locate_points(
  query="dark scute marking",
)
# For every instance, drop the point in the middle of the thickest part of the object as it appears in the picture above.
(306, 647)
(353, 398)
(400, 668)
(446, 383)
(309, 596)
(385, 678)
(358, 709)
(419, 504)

GIVEN EXERCISE: Copy out every item above word for word, keeping each line unchanged.

SOLUTION TO THE PROBLEM:
locate_points(
  query="dark scute marking",
)
# For every instance, drop the point in the middle of the thickest part of the object as it appears in the picture above.
(306, 647)
(353, 398)
(400, 668)
(446, 383)
(309, 596)
(385, 678)
(358, 709)
(419, 504)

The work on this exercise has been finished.